*** MATERIAL PROVIDED ***

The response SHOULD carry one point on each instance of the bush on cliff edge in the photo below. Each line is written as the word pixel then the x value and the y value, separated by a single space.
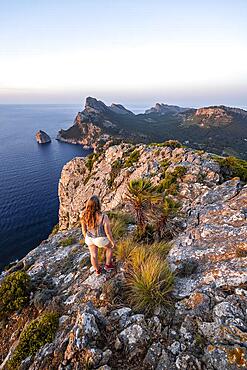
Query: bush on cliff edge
pixel 39 332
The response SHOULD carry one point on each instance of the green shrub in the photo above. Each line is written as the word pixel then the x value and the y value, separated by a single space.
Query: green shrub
pixel 165 164
pixel 34 336
pixel 169 183
pixel 232 167
pixel 68 241
pixel 55 229
pixel 172 143
pixel 123 249
pixel 14 292
pixel 141 196
pixel 133 158
pixel 119 223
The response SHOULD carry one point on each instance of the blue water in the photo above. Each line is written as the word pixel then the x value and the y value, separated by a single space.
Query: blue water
pixel 29 174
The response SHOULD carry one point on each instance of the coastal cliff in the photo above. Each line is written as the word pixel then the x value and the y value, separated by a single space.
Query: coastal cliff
pixel 94 322
pixel 42 137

*** End of MATERIAL PROVIDED ***

* [PROBLEM TO SOLVE] Could you retype exactly the lines above from the one containing "Query: bush on cliff edge" through the last line of the records, both included, and nothing else?

* [RESPONSE BELOW]
Query: bush on cliff edge
pixel 39 332
The response SHOULD carry one point on each instance of the green shrub in the photo above. Each line is written as the word pixel then the x value and the y value, separated by a single space.
Query: green shrub
pixel 165 164
pixel 34 336
pixel 169 183
pixel 232 167
pixel 68 241
pixel 55 229
pixel 172 143
pixel 123 249
pixel 14 292
pixel 141 196
pixel 133 158
pixel 119 223
The response SHOULD carry one point on each instance of the blue water in the photo above. Each line is written as the word pixel then the x value and the y value, separated by a single space.
Query: blue water
pixel 29 174
The response SHOULD carry one point on each instance of the coastal cliff in the photo above. Each line is written as the word pixel then the x value and the y value, separated by a single space.
Query: coastal cliff
pixel 94 322
pixel 42 137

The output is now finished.